* Begin Passage *

This could be because IPL and T20 cricket in general was in its budding stages. So, teams were probably learning and trying to figure out which option would be more beneficial.

However, since 2014, teams have overwhelmingly chosen to bat second. Especially since 2016, teams have chosen to field first more than 80% of the time.

Batting first requires that the team gauge the conditions and the pitch and then set a target accordingly. Chasing is less complicated, as there is a fixed target to achieve.

Conditions have also become more batsman-friendly and the skills of the batsmen have increased tremendously (read more here).

Number of Wins

We saw how teams in the recent past have chosen to bat second more than 4 out of 5 times. Did this decision transform the results? Let's see.

For wins_batting_first, the values of win_by_wickets has to be 0. Also, the result column should have a value of normal since tied matches also have win margins as 0. This condition was stored as filter1.

Similarly, for wins_fielding_first, the the value of win_by_runs has to be 0 and the result column should have a value of normal. This condition was stored as filter1.

* End Passage *
* Begin Extracted records *

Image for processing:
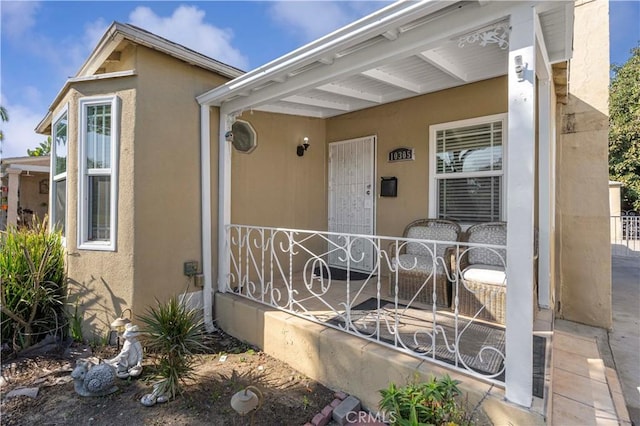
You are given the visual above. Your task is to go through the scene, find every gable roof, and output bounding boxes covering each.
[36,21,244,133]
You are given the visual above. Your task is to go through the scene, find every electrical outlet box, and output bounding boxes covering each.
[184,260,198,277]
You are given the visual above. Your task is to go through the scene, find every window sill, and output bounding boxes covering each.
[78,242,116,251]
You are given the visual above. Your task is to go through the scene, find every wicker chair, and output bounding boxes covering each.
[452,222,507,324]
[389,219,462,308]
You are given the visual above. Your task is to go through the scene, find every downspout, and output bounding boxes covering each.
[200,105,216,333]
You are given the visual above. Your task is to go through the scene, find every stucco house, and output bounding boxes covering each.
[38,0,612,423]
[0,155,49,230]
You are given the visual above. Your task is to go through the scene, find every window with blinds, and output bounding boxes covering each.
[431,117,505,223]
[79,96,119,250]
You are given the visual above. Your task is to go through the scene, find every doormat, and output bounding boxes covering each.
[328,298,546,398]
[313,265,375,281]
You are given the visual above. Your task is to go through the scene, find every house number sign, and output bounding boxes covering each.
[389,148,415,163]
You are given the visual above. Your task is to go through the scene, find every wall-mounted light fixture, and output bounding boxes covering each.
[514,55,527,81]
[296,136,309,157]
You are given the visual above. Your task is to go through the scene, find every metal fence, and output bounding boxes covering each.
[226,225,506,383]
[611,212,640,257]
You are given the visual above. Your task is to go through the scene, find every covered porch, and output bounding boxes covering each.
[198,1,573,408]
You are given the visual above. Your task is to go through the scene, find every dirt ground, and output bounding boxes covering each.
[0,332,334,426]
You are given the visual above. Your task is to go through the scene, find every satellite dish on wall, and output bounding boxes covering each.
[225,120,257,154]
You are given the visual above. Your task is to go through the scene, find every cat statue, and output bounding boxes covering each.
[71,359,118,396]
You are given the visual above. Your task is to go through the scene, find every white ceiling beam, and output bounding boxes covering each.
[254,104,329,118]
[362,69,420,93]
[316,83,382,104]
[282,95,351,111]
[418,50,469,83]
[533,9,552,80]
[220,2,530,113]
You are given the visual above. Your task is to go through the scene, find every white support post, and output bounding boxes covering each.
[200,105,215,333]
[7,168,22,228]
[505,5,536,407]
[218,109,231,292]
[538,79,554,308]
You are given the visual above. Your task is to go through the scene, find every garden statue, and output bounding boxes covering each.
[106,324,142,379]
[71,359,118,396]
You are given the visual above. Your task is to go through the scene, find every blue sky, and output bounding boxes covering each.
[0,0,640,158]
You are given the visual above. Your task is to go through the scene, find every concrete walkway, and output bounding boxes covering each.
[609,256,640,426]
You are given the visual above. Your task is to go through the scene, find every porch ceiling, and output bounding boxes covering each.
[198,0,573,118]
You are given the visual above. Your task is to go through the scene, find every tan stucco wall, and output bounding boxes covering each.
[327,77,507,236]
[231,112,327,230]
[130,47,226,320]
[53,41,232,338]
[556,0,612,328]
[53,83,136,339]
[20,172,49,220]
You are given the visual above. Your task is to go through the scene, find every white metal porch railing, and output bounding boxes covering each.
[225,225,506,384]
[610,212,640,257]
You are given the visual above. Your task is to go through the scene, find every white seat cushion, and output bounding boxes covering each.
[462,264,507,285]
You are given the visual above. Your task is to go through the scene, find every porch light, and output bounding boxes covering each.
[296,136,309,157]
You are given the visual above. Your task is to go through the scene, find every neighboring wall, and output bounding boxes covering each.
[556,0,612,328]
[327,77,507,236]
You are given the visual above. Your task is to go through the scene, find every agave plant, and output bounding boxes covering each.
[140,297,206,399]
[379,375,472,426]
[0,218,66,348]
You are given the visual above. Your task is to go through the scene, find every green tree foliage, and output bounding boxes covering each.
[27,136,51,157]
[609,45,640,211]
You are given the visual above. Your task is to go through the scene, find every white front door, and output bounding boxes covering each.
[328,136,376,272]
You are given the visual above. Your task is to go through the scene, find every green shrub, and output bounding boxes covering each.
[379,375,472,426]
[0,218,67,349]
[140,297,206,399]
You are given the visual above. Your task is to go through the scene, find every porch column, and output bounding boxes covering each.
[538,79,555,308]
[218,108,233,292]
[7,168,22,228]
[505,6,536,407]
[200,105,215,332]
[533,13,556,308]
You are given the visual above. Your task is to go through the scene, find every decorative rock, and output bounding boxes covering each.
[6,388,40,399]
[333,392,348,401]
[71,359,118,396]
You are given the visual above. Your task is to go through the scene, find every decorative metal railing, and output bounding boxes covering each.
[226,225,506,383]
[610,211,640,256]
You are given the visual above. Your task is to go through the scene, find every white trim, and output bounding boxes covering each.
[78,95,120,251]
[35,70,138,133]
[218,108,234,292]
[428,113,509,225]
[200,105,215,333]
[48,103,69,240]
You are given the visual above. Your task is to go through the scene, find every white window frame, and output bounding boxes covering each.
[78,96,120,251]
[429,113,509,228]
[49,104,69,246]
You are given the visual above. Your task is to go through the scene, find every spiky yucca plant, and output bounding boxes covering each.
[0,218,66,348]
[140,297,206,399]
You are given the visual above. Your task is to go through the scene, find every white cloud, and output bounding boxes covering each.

* End Extracted records *

Reproduce the IPL passage verbatim from "Conditions have also" to "0. This condition was stored as filter1.".

Conditions have also become more batsman-friendly and the skills of the batsmen have increased tremendously (read more here).

Number of Wins

We saw how teams in the recent past have chosen to bat second more than 4 out of 5 times. Did this decision transform the results? Let's see.

For wins_batting_first, the values of win_by_wickets has to be 0. Also, the result column should have a value of normal since tied matches also have win margins as 0. This condition was stored as filter1.